# PROVIDED INFORMATION
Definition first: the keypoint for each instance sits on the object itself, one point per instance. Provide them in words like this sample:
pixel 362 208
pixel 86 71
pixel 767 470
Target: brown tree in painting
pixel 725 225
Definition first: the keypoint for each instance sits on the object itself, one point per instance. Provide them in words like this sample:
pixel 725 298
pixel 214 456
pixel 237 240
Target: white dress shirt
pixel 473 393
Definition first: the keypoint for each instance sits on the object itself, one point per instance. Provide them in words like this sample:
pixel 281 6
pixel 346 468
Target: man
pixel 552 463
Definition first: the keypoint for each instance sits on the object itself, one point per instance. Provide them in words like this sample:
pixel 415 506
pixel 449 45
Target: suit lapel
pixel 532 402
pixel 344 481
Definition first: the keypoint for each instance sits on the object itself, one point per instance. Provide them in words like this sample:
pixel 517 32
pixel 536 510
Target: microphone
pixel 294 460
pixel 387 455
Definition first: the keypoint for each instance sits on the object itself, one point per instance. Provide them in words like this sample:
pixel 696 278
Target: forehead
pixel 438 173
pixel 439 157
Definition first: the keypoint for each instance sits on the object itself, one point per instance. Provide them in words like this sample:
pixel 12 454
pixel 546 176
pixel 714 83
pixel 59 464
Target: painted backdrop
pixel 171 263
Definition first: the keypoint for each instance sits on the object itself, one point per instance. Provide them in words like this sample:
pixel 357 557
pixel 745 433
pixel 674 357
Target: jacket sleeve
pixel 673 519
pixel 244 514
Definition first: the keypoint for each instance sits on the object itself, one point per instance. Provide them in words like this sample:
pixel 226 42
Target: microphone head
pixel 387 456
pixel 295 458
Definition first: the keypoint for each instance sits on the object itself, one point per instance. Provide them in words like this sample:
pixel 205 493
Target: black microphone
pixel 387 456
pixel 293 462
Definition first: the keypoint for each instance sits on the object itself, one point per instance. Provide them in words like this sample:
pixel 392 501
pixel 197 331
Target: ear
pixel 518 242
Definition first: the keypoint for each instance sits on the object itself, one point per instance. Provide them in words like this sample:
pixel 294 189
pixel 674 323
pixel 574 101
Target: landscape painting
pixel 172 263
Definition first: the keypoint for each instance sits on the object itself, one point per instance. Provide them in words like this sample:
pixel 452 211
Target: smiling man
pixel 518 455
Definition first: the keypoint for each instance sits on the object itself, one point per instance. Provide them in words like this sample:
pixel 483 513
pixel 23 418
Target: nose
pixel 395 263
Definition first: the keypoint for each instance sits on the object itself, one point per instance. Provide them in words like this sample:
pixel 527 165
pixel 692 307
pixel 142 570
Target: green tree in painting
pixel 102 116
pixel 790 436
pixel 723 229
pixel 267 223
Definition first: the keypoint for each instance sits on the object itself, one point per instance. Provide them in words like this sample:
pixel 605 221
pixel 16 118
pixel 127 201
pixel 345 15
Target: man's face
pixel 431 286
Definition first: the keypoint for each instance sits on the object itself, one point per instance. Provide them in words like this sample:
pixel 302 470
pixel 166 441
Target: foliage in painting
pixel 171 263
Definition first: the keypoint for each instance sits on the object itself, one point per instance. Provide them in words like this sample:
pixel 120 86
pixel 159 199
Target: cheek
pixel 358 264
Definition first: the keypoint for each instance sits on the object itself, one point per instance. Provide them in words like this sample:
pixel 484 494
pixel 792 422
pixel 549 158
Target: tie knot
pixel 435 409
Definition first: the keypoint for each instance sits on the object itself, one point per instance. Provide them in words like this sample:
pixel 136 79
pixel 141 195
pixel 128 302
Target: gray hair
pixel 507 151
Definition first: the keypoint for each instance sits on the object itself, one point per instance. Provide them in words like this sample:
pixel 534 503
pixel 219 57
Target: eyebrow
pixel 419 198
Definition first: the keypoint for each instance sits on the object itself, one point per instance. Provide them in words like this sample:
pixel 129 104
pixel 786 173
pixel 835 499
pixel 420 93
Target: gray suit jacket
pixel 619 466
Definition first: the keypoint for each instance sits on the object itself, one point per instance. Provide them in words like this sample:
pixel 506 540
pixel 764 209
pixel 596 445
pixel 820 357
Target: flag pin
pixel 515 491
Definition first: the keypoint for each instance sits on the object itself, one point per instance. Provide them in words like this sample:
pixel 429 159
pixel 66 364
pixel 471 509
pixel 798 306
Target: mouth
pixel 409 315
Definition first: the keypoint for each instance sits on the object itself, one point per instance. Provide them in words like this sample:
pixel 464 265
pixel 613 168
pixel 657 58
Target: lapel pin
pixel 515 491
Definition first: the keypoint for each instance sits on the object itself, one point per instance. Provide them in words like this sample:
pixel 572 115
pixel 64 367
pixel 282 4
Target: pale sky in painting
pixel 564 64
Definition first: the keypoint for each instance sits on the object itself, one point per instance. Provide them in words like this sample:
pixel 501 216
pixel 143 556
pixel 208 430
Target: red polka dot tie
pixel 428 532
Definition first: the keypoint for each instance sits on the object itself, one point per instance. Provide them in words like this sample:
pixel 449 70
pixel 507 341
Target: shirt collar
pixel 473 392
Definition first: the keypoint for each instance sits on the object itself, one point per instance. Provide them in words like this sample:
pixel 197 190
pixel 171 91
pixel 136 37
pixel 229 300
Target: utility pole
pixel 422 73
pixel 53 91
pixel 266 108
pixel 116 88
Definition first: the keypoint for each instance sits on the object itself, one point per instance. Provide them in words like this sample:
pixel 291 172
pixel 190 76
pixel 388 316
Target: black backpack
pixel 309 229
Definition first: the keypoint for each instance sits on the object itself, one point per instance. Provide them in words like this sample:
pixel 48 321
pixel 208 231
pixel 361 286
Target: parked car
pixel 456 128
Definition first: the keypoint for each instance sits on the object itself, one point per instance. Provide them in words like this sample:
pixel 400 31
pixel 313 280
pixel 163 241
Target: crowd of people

# TASK PROMPT
Swap "Target" for "Object" in the listing from its first line through the line containing "pixel 295 458", inclusive, and write out only those lines with everything else unchanged.

# SOLUTION TO THIS EXERCISE
Definition first: the keypoint for each instance sits on the object itself, one point per instance. Provide them in words like this sample:
pixel 362 208
pixel 86 71
pixel 767 470
Object: brown tree in painting
pixel 725 225
Definition first: the keypoint for each instance sits on the object itself, one point per instance. Provide them in words like this sample:
pixel 725 298
pixel 214 456
pixel 237 240
Object: white dress shirt
pixel 473 393
Definition first: the keypoint for each instance sits on the object itself, one point per instance. Provide them in words like this sample:
pixel 281 6
pixel 346 468
Object: man
pixel 552 463
Definition first: the keypoint for each instance sits on the object itself, one point per instance. Provide them in words like this sample:
pixel 415 506
pixel 449 45
Object: suit lapel
pixel 532 402
pixel 344 481
Definition first: the keypoint for each instance sits on the object itself, one point per instance. Provide them in words like this sample:
pixel 517 32
pixel 536 510
Object: microphone
pixel 294 460
pixel 387 455
Definition first: the keypoint for each instance sits on the object itself, one point per instance. Provide them in words like this sample:
pixel 696 278
Object: forehead
pixel 438 173
pixel 439 157
Definition first: the keypoint for each instance sits on the object itself, one point per instance. Provide them in words like this sample:
pixel 12 454
pixel 546 176
pixel 714 83
pixel 59 464
Object: painted backdrop
pixel 171 263
Definition first: the keypoint for each instance sits on the object itself, one point per instance. Provide them in words like this sample:
pixel 357 557
pixel 745 433
pixel 674 357
Object: jacket sleeve
pixel 673 519
pixel 244 514
Definition first: the keypoint for each instance sits on the object itself, one point per instance. Provide them in words like this sample:
pixel 226 42
Object: microphone head
pixel 387 456
pixel 295 458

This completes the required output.